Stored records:
+-------+
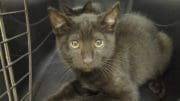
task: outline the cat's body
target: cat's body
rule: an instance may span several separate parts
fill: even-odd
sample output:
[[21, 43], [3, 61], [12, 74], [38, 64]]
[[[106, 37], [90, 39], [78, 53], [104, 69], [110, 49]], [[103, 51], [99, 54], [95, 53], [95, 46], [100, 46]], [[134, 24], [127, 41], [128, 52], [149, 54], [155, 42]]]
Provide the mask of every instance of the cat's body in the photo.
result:
[[[70, 83], [49, 101], [139, 101], [138, 87], [164, 72], [172, 51], [169, 37], [139, 14], [124, 14], [119, 18], [117, 8], [116, 5], [100, 16], [70, 17], [71, 22], [64, 21], [64, 17], [57, 20], [57, 15], [50, 14], [59, 33], [60, 55], [76, 74], [78, 83], [102, 93], [80, 96]], [[103, 40], [103, 46], [94, 48], [94, 40], [101, 45], [99, 39]], [[79, 42], [79, 48], [75, 47], [77, 42], [73, 43], [75, 50], [65, 45], [73, 40]]]

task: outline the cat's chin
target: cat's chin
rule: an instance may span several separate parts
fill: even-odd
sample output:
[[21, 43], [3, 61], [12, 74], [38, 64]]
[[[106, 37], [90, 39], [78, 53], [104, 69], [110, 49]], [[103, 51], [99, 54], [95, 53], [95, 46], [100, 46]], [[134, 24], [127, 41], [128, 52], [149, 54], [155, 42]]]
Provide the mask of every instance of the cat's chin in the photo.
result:
[[95, 68], [93, 67], [83, 67], [83, 68], [78, 68], [82, 72], [92, 72]]

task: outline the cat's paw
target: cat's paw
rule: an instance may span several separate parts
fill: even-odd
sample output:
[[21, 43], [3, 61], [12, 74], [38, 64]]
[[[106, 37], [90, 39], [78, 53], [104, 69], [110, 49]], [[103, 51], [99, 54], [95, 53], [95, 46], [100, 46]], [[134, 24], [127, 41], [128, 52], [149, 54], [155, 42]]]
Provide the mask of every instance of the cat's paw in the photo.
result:
[[165, 96], [166, 87], [163, 80], [151, 80], [148, 83], [148, 88], [161, 99]]

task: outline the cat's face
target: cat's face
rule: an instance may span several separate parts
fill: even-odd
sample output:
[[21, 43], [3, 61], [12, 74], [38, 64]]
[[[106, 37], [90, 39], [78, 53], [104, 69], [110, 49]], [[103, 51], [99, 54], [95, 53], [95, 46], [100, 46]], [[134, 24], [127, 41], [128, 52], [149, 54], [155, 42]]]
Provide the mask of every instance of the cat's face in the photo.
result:
[[67, 17], [49, 9], [60, 54], [72, 68], [90, 71], [102, 68], [115, 50], [118, 4], [100, 15]]

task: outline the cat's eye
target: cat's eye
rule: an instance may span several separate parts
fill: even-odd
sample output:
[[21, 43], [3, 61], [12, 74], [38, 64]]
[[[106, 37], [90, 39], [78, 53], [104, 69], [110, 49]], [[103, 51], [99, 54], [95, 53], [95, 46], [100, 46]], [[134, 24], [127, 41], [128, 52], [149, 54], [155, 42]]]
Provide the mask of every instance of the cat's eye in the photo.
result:
[[104, 41], [103, 40], [97, 39], [95, 41], [95, 47], [100, 48], [100, 47], [103, 47], [103, 46], [104, 46]]
[[79, 48], [80, 45], [79, 45], [79, 42], [77, 40], [73, 40], [70, 42], [70, 46], [72, 48]]

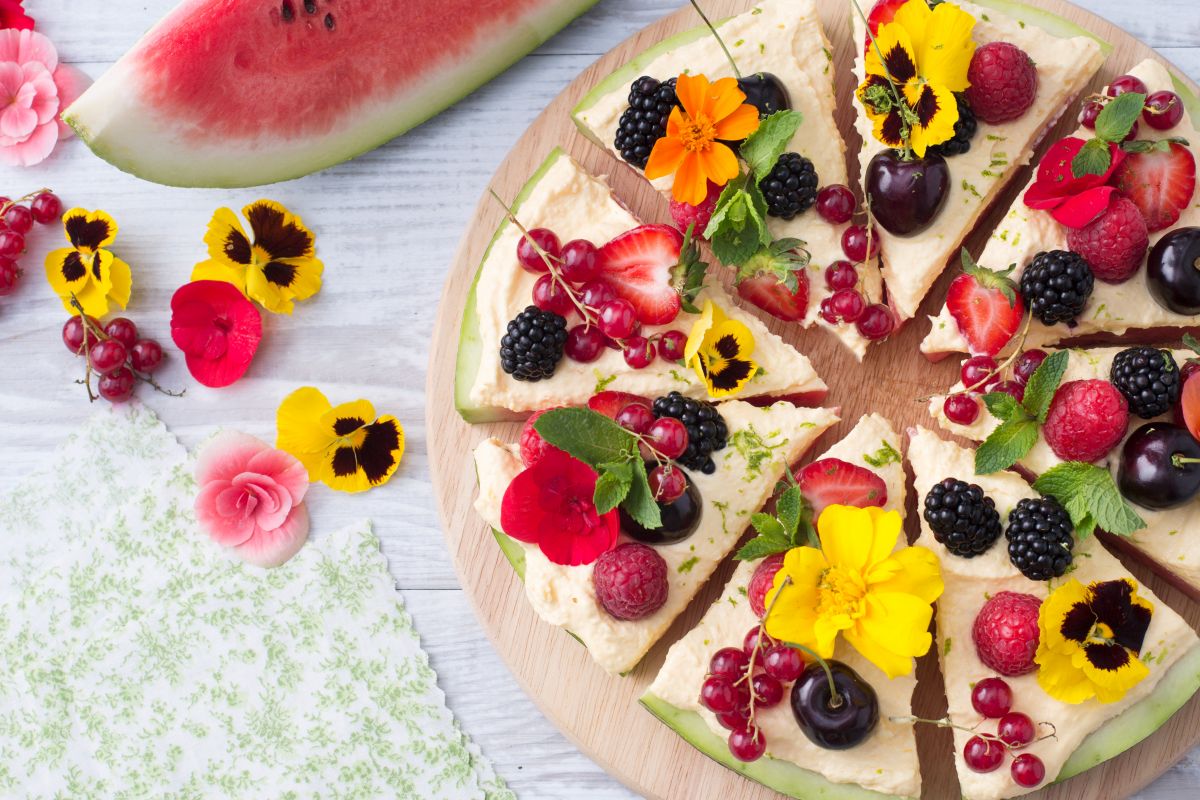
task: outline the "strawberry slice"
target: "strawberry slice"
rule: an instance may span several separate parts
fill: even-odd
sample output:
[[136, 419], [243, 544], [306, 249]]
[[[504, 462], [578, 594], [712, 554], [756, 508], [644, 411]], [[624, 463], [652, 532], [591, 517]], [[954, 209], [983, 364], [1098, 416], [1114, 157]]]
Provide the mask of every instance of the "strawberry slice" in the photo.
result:
[[[1160, 146], [1165, 144], [1165, 149]], [[1196, 188], [1196, 161], [1178, 142], [1153, 145], [1148, 152], [1132, 152], [1116, 173], [1112, 185], [1133, 200], [1146, 218], [1150, 233], [1170, 228], [1192, 203]]]
[[637, 321], [665, 325], [679, 315], [673, 284], [683, 234], [671, 225], [641, 225], [600, 248], [600, 275], [617, 296], [634, 303]]
[[812, 462], [796, 474], [796, 481], [800, 485], [800, 493], [812, 504], [814, 517], [826, 506], [866, 509], [888, 501], [888, 485], [882, 477], [840, 458]]
[[974, 355], [996, 355], [1021, 327], [1025, 301], [1008, 277], [1012, 270], [984, 269], [962, 249], [964, 273], [950, 283], [946, 306]]

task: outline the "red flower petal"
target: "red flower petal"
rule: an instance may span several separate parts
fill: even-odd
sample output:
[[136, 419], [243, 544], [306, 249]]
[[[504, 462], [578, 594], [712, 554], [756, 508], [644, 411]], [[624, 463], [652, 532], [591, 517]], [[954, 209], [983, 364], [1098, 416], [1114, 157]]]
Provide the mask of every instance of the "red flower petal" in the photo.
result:
[[246, 374], [263, 341], [263, 318], [238, 287], [223, 281], [185, 284], [170, 299], [170, 338], [193, 378], [217, 389]]

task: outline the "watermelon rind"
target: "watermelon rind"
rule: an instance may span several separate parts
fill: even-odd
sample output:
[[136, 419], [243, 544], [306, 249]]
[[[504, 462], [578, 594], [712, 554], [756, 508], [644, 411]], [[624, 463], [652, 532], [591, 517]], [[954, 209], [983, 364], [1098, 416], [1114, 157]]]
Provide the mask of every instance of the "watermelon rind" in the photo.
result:
[[[521, 210], [521, 205], [529, 199], [529, 194], [532, 194], [534, 188], [536, 188], [538, 182], [545, 178], [546, 173], [550, 172], [550, 168], [558, 163], [558, 160], [565, 155], [566, 154], [562, 148], [554, 148], [550, 151], [546, 160], [541, 162], [541, 167], [539, 167], [526, 185], [521, 187], [521, 191], [509, 205], [512, 213]], [[467, 303], [462, 309], [462, 326], [458, 330], [458, 356], [455, 362], [454, 371], [454, 404], [458, 410], [458, 415], [472, 425], [480, 422], [505, 422], [520, 420], [524, 416], [521, 414], [514, 414], [512, 411], [503, 408], [479, 407], [470, 399], [470, 387], [475, 383], [475, 375], [479, 374], [479, 360], [482, 355], [482, 341], [479, 332], [479, 308], [476, 305], [475, 291], [479, 287], [479, 276], [484, 272], [484, 264], [487, 263], [487, 257], [491, 254], [492, 247], [496, 246], [500, 234], [503, 234], [510, 224], [509, 218], [505, 217], [496, 229], [496, 233], [492, 234], [491, 241], [487, 242], [484, 257], [480, 259], [479, 267], [475, 270], [475, 278], [470, 282], [470, 291], [467, 294]]]

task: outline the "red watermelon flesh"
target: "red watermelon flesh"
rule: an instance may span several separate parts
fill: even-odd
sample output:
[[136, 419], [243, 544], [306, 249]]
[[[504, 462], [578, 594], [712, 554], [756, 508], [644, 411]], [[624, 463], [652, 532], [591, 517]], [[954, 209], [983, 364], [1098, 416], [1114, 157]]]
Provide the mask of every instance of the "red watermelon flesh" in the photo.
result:
[[64, 118], [161, 184], [253, 186], [428, 119], [595, 0], [186, 0]]

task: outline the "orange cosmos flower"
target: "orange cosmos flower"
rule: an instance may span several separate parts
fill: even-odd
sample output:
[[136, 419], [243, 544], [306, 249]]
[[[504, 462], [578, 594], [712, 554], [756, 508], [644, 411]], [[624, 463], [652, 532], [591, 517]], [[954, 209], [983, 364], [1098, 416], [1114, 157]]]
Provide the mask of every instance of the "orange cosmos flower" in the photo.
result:
[[667, 133], [654, 143], [646, 176], [674, 173], [674, 199], [700, 205], [708, 181], [725, 186], [738, 176], [738, 157], [722, 140], [740, 142], [758, 130], [758, 109], [744, 102], [733, 78], [709, 83], [704, 76], [679, 76], [676, 95], [683, 108], [671, 109]]

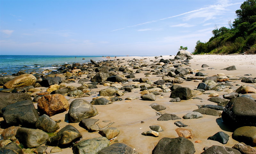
+-------+
__WRITTEN INSTRUCTION__
Rewrite the lines starting at the one containing "task: outline the cat's chin" and ending at the one containing "72], [92, 72]]", with "chin" changed to "jaw" and everything else kept the same.

__COMPLETED TASK__
task: outline the cat's jaw
target: cat's jaw
rule: an instance may span several separate parts
fill: even-odd
sample output:
[[21, 43], [3, 61], [12, 74], [38, 64]]
[[[106, 37], [90, 39], [78, 53], [104, 69], [110, 49]], [[103, 51], [99, 54], [95, 53], [95, 46], [100, 46]], [[134, 24], [127, 41], [128, 52], [149, 54], [155, 42]]]
Provide the mask of every instance of the cat's jaw in the photo.
result:
[[95, 68], [93, 67], [83, 67], [83, 68], [78, 68], [82, 72], [92, 72]]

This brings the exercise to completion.